DATA PROVIDED start
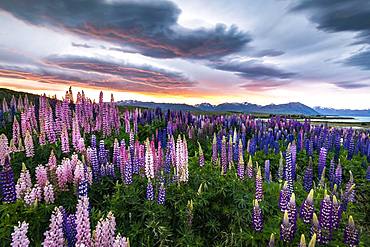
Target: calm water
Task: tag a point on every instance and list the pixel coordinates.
(356, 119)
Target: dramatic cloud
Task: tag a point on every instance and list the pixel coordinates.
(140, 74)
(149, 26)
(252, 70)
(361, 59)
(351, 84)
(338, 16)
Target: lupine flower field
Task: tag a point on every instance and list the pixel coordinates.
(80, 173)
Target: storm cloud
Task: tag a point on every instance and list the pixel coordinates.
(149, 26)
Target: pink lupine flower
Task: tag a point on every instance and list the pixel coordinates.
(54, 237)
(149, 161)
(105, 231)
(28, 142)
(41, 175)
(49, 193)
(121, 241)
(19, 235)
(24, 182)
(83, 235)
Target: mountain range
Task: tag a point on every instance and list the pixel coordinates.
(341, 112)
(293, 108)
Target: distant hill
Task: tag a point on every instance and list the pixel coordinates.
(342, 112)
(293, 108)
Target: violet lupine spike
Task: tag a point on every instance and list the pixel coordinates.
(280, 174)
(24, 182)
(272, 240)
(350, 193)
(267, 171)
(337, 213)
(308, 176)
(49, 193)
(338, 174)
(288, 170)
(149, 191)
(326, 219)
(19, 235)
(240, 170)
(284, 197)
(257, 219)
(315, 226)
(250, 167)
(292, 211)
(351, 233)
(307, 208)
(224, 164)
(54, 237)
(322, 160)
(83, 235)
(302, 242)
(69, 228)
(214, 149)
(128, 170)
(201, 156)
(259, 190)
(28, 143)
(41, 175)
(161, 195)
(286, 229)
(7, 182)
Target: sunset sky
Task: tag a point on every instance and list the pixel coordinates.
(316, 52)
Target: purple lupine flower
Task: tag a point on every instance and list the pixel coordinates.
(162, 195)
(54, 237)
(292, 211)
(289, 171)
(28, 143)
(49, 193)
(302, 242)
(240, 169)
(307, 208)
(149, 191)
(315, 226)
(19, 235)
(322, 160)
(7, 182)
(24, 182)
(272, 240)
(350, 193)
(332, 173)
(326, 219)
(223, 156)
(286, 229)
(250, 167)
(41, 175)
(214, 149)
(201, 156)
(308, 176)
(284, 197)
(259, 190)
(337, 213)
(280, 173)
(351, 234)
(267, 171)
(257, 220)
(83, 235)
(128, 170)
(69, 228)
(312, 242)
(338, 174)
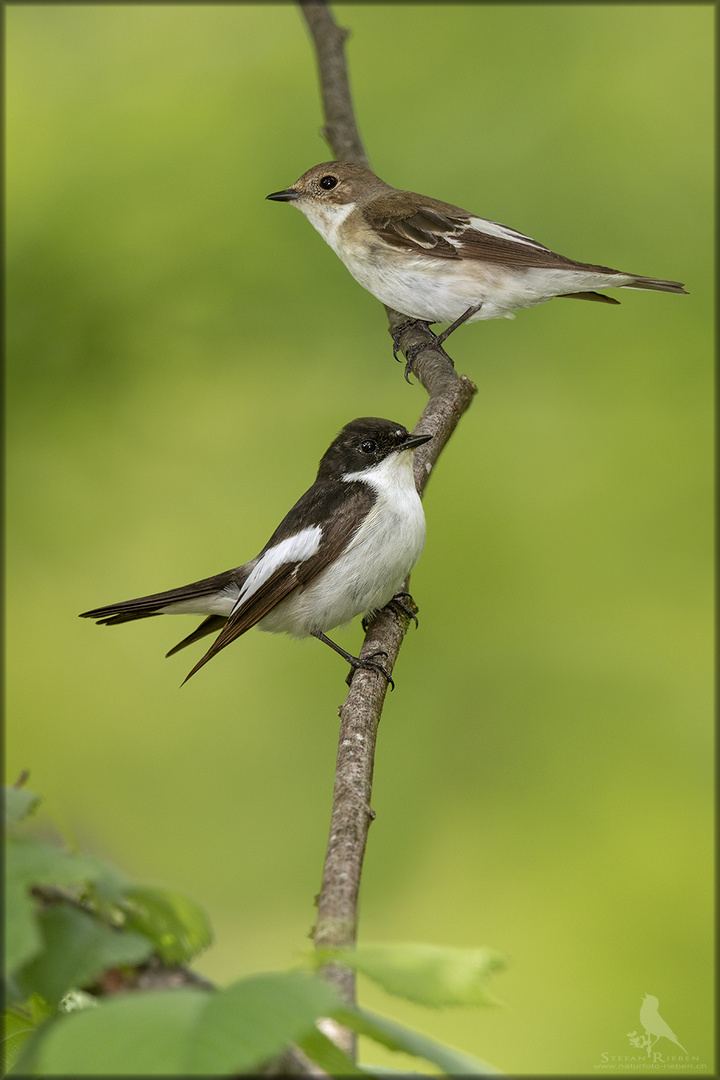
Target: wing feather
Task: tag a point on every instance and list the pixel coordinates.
DATA PROVIDED end
• **GOAL OF THE EXERCISE**
Return each line from the material above exactly, but not the pictures.

• **RESPONSE TO THIS TASK**
Target: calm water
Task: tag a point on every instance and list the pixel coordinates.
(356, 119)
Target: dramatic cloud
Task: tag a point on every instance and list the pixel coordinates.
(140, 74)
(149, 26)
(252, 70)
(361, 59)
(351, 84)
(338, 16)
Target: lupine flower field
Task: tag a point on every instance and list the pixel coordinates.
(80, 173)
Target: storm cloud
Task: tag a point on every instance and list the pixel coordinates.
(149, 26)
Target: pink lupine flower
Task: tag a point on every instance and list the pixel coordinates.
(54, 237)
(149, 161)
(105, 231)
(28, 142)
(41, 175)
(49, 193)
(121, 241)
(19, 235)
(24, 182)
(83, 235)
Target: mountain range
Task: tag a point on every instance and list the pixel coordinates.
(341, 112)
(293, 108)
Target: distant hill
Task: tag a point on every instance and list the pixel coordinates.
(342, 112)
(293, 108)
Target: violet lupine spike
Task: tag a point on every instance and list the pixel coordinates.
(280, 174)
(24, 182)
(272, 240)
(350, 193)
(267, 171)
(337, 213)
(308, 176)
(49, 193)
(338, 174)
(288, 170)
(149, 191)
(326, 219)
(19, 235)
(240, 170)
(284, 197)
(257, 219)
(315, 226)
(250, 167)
(292, 211)
(351, 233)
(307, 208)
(224, 164)
(54, 237)
(322, 160)
(83, 235)
(302, 242)
(69, 228)
(214, 149)
(128, 170)
(201, 156)
(259, 190)
(28, 143)
(41, 175)
(161, 195)
(286, 229)
(7, 182)
Target: sunset sky
Task: tag a point on every instance and list the pixel coordinates.
(316, 52)
Target: purple lupine flower
Task: tag a point on every instance and list the pixel coordinates.
(162, 195)
(54, 237)
(292, 211)
(289, 171)
(28, 143)
(49, 193)
(302, 242)
(240, 169)
(307, 208)
(149, 191)
(315, 226)
(19, 235)
(322, 160)
(7, 182)
(24, 182)
(272, 240)
(350, 193)
(332, 173)
(326, 219)
(223, 156)
(286, 229)
(250, 167)
(41, 175)
(214, 149)
(201, 156)
(308, 176)
(284, 197)
(259, 190)
(337, 213)
(280, 173)
(351, 234)
(267, 171)
(257, 220)
(83, 235)
(128, 170)
(69, 228)
(312, 242)
(338, 174)
Target: wing feather
Task: tag a point on every instance and list the pixel coordinates.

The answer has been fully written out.